> **Exercise**
How many lines of the entries hold the string "SELECT"? Reply with the number alone.

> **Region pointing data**

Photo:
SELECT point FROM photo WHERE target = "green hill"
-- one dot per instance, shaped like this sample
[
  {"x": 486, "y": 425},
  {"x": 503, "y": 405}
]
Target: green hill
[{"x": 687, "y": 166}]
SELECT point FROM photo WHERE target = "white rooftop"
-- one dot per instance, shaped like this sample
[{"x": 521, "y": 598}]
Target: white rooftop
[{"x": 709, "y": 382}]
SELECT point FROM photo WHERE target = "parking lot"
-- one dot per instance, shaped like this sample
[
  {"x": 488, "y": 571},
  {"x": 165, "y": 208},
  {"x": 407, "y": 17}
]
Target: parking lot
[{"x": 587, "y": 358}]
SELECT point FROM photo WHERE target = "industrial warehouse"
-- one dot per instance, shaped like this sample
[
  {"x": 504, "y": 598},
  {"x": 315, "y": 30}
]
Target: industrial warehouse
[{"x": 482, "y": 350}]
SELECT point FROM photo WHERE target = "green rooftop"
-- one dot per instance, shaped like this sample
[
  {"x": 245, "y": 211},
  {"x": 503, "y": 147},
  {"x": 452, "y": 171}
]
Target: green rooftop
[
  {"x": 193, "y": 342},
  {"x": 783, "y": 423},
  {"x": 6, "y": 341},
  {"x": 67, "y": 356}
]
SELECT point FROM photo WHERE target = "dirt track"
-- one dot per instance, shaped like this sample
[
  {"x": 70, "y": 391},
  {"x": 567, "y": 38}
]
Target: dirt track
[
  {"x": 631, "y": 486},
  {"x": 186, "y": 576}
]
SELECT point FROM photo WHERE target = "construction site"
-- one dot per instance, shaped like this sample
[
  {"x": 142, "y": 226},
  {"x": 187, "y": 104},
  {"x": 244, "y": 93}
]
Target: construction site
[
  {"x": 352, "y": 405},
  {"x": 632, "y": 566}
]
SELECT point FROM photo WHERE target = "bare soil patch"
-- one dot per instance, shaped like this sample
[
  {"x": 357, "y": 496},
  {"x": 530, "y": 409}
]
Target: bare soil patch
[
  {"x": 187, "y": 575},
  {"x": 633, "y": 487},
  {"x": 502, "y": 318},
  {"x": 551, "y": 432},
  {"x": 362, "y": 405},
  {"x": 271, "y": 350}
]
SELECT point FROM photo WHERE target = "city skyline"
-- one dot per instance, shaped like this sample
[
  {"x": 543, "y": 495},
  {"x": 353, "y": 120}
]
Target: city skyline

> **Expected output**
9